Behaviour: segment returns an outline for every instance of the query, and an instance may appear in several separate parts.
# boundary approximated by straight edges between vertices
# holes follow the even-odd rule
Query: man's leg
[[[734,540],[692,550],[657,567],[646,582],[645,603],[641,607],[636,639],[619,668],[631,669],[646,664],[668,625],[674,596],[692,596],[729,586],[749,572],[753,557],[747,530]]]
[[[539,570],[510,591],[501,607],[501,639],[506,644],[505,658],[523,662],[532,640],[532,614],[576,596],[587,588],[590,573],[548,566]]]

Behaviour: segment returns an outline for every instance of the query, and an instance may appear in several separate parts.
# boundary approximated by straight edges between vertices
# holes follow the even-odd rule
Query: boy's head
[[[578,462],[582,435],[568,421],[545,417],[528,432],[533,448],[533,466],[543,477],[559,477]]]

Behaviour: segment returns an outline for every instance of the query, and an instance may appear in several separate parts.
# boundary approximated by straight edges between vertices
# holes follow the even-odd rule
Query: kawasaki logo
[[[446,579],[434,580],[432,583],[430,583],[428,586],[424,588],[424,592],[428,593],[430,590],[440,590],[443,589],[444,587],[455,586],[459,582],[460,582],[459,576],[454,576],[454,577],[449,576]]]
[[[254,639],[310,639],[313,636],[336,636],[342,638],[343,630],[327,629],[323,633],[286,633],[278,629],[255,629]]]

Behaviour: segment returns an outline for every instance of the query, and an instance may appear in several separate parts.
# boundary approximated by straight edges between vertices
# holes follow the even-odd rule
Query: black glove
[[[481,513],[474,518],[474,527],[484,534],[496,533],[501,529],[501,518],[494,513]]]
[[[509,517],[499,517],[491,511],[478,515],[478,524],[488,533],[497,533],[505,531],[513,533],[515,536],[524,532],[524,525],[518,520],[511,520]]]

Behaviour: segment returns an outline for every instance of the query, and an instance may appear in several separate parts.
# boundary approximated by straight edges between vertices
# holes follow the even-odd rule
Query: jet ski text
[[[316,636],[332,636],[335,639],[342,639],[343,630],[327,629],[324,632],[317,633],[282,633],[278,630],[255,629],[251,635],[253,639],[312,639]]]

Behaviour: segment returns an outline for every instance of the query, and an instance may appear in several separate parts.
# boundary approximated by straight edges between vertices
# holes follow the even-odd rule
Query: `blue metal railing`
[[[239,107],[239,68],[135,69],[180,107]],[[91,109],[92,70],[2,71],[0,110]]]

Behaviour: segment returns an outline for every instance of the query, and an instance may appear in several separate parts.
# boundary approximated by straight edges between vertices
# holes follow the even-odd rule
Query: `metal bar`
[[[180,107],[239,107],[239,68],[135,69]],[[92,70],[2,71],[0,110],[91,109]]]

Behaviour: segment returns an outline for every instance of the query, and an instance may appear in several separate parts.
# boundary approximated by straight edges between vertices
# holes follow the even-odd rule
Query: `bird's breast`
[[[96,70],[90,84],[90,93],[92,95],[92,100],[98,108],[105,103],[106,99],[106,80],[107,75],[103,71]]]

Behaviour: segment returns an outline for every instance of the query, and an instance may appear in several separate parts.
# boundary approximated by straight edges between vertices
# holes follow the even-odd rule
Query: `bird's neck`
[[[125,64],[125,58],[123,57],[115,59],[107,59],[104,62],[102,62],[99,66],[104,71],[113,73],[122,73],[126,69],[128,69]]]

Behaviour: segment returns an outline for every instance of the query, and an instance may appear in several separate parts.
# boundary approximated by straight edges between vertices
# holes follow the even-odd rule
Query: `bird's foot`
• • • • •
TASK INSTRUCTIONS: I need all of the records above retyped exactly, please.

REPLY TO THE EXERCISE:
Behaviour: segment returns an outline for every instance of the query, and an instance may appear in several separate parts.
# boundary approximated by straight edges between vertices
# holes follow the even-odd rule
Query: man's leg
[[[734,540],[692,550],[657,567],[646,582],[645,603],[641,607],[636,639],[619,668],[631,669],[646,664],[668,625],[674,596],[692,596],[729,586],[749,572],[753,557],[747,530]]]
[[[539,570],[510,591],[501,607],[501,639],[506,644],[505,658],[523,662],[532,640],[532,614],[576,596],[587,588],[590,573],[548,566]]]

Behaviour: segment returns an outline for every instance of the query, and an instance may appear in several separate parts.
# boundary approximated by straight edges between vertices
# holes follow the even-odd rule
Query: boy's head
[[[578,462],[582,435],[568,421],[545,417],[528,432],[533,448],[533,466],[543,477],[559,477]]]

Behaviour: segment returns an outline for every instance of the query, and an instance may appear in several separate parts.
# boundary approximated by straight edges between vertices
# holes follow the even-odd rule
Query: kawasaki logo
[[[446,579],[434,580],[432,583],[430,583],[428,586],[424,588],[424,592],[428,593],[430,590],[440,590],[443,589],[444,587],[455,586],[459,582],[460,582],[459,576],[454,576],[454,577],[449,576]]]
[[[254,639],[310,639],[313,636],[336,636],[342,638],[343,630],[327,629],[323,633],[286,633],[278,629],[255,629]]]

Behaviour: segment returns an outline for every instance of the query, and an instance may appear in several separate parts.
# boundary approximated by straight edges between vertices
# holes follow the even-odd rule
Query: black glove
[[[481,513],[474,518],[474,527],[484,534],[496,533],[501,529],[501,518],[494,513]]]
[[[509,517],[499,517],[491,511],[478,515],[478,524],[488,533],[497,533],[505,531],[513,533],[515,536],[524,532],[524,525],[518,520],[511,520]]]

Behaviour: segment returns an outline for every instance of the query, and an instance may appear in several separate parts.
# boundary approximated by straight edges between vertices
# holes follow the even-odd rule
Query: jet ski text
[[[316,636],[332,636],[335,639],[342,639],[343,630],[327,629],[324,632],[317,633],[282,633],[278,630],[255,629],[251,635],[253,639],[312,639]]]

Behaviour: segment returns an outline for every instance of the query, and an instance may appear in several separate parts.
# boundary approximated by straight edges between vertices
# holes follow the even-odd rule
Query: `blue metal railing`
[[[239,107],[239,68],[135,69],[180,107]],[[91,109],[92,70],[2,71],[0,110]]]

Behaviour: segment returns an outline for every instance of the query, and an instance may appear in several separate parts.
# boundary approximated by straight edges between vertices
# holes follow the even-odd rule
Query: `metal bar`
[[[180,107],[239,107],[239,68],[135,69]],[[92,70],[2,71],[0,110],[91,109]]]

Behaviour: segment returns an outline for every instance of the query, and an instance may appear in several separate parts.
# boundary approximated by straight edges between vertices
# holes follow the even-odd rule
Query: `bird's breast`
[[[96,70],[90,84],[90,93],[92,95],[92,100],[98,108],[105,103],[106,99],[106,80],[107,75],[103,71]]]

Behaviour: segment returns an outline for every instance of the query, and an instance may appear in several separate parts.
# boundary approximated by straight edges between vertices
# holes follow the even-odd rule
Query: `bird's neck`
[[[125,64],[125,58],[123,57],[115,59],[107,59],[104,62],[102,62],[99,66],[104,71],[113,73],[122,73],[126,69],[128,69]]]

Behaviour: segment returns an outline for every instance of the query, and an instance may appear in several separate parts.
# boundary approximated by straight edges between vertices
# holes follow the even-odd rule
Query: `bird's foot`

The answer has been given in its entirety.